Task goal
Repeat every entry below exactly as given.

Stored data
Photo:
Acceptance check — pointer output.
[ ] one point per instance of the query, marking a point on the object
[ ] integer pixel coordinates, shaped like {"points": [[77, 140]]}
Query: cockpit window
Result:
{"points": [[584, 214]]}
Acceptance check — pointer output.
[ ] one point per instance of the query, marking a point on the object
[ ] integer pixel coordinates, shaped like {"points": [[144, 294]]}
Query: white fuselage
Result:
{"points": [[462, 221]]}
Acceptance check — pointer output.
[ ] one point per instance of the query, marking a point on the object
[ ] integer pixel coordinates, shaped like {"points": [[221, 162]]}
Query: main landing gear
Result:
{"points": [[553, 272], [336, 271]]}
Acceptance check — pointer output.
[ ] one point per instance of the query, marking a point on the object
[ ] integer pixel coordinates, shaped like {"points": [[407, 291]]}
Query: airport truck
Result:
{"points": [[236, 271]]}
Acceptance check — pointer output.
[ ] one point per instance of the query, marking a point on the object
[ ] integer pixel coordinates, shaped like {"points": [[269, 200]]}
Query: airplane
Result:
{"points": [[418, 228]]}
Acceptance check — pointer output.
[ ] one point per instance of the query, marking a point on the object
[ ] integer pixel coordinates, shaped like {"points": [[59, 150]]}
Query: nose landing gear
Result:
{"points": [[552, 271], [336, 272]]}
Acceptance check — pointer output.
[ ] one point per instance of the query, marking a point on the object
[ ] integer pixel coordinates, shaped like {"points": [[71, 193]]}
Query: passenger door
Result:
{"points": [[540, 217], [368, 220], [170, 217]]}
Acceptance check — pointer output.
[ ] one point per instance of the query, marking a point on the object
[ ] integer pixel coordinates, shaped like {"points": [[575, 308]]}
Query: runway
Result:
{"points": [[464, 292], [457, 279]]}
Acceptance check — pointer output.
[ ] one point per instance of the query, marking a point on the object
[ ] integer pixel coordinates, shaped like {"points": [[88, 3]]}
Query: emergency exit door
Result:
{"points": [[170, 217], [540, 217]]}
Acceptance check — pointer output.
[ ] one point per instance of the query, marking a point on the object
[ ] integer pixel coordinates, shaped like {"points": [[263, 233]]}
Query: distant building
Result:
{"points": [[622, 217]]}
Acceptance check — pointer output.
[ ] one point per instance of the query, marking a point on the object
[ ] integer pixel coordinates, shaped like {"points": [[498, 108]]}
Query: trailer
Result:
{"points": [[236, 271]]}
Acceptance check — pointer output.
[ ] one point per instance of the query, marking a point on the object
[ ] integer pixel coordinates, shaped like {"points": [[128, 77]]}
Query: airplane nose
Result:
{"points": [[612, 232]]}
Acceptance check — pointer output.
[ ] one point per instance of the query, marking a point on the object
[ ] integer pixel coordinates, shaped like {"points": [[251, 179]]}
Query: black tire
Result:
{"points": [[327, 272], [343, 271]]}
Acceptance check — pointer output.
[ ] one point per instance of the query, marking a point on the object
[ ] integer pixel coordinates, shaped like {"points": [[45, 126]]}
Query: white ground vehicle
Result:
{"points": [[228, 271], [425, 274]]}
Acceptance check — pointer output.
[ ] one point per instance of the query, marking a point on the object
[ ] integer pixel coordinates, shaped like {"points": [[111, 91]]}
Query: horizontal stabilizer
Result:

Written solution
Photo:
Acceptance check — pointer output.
[ ] one point per instance of the query, marking a point on the object
[ ] integer pixel coordinates, shaped like {"points": [[77, 140]]}
Query: cockpit window
Result:
{"points": [[584, 214]]}
Acceptance check — pointer output.
[ ] one point per instance of the query, marking a point on the object
[ ] integer pixel coordinates, shaped like {"points": [[144, 294]]}
Query: white fuselage
Result:
{"points": [[462, 221]]}
Acceptance check — pointer output.
[ ] one point per instance of the query, marking a point on the object
[ ] integer pixel coordinates, shaped like {"points": [[221, 162]]}
Query: main landing gear
Result:
{"points": [[553, 272], [336, 271]]}
Acceptance check — pointer output.
[ ] one point per instance of the query, marking a point on the object
[ ] integer pixel coordinates, shaped like {"points": [[407, 291]]}
Query: airport truck
Result:
{"points": [[236, 271]]}
Acceptance check — pointer output.
[ ] one point per instance of the query, marking a point on the object
[ ] integer pixel coordinates, shaped like {"points": [[269, 200]]}
Query: airplane
Result:
{"points": [[418, 228]]}
Acceptance check — pointer output.
[ ] one point per instance of the query, marking a point on the object
[ ] integer pixel coordinates, shaped like {"points": [[59, 150]]}
Query: nose landing gear
Result:
{"points": [[552, 271], [336, 272]]}
Acceptance check — pointer output.
[ ] one point per instance of the query, marking a point on the object
[ ] integer pixel coordinates, shaped like {"points": [[71, 193]]}
Query: passenger door
Result:
{"points": [[540, 217], [368, 220], [170, 217]]}
Acceptance check — pointer output.
[ ] one point per instance of the query, marking a point on the object
[ ] integer pixel coordinates, shaped like {"points": [[575, 308]]}
Query: runway
Result:
{"points": [[464, 292], [457, 279]]}
Acceptance check — pointer output.
[ ] one point per instance of the query, marking a point on the object
[ ] integer pixel coordinates, shaped like {"points": [[88, 3]]}
Query: emergency exit door
Result:
{"points": [[170, 217], [540, 217]]}
Acceptance check — pointer output.
[ ] one point per instance of the query, marking a point on the object
[ ] integer pixel coordinates, shaped like {"points": [[263, 233]]}
Query: distant building
Result:
{"points": [[622, 217]]}
Acceptance check — pointer output.
[ ] one point per instance of the query, marking a point on the object
[ ] integer pixel coordinates, shaped like {"points": [[498, 108]]}
Query: trailer
Result:
{"points": [[236, 271]]}
Acceptance check — pointer output.
[ ] one point per instance of the query, marking a point on the object
[ ] integer pixel coordinates, shaped like {"points": [[128, 77]]}
Query: airplane nose
Result:
{"points": [[612, 232]]}
Acceptance check — pointer output.
[ ] one point per instance of the query, marking a point on the object
[ ] integer pixel coordinates, shaped like {"points": [[251, 179]]}
Query: black tire
Result:
{"points": [[327, 272], [343, 271]]}
Acceptance check — pointer output.
[ ] one point per instance of the query, marking a point on the object
[ ] integer pixel coordinates, shaped like {"points": [[45, 126]]}
Query: white ground vehicle
Result:
{"points": [[228, 271], [425, 274]]}
Acceptance check — pointer output.
[ ] one point per instance of the query, marking a point on the object
[ ] integer pixel coordinates, shaped like {"points": [[111, 91]]}
Query: horizontal stabilizer
Result:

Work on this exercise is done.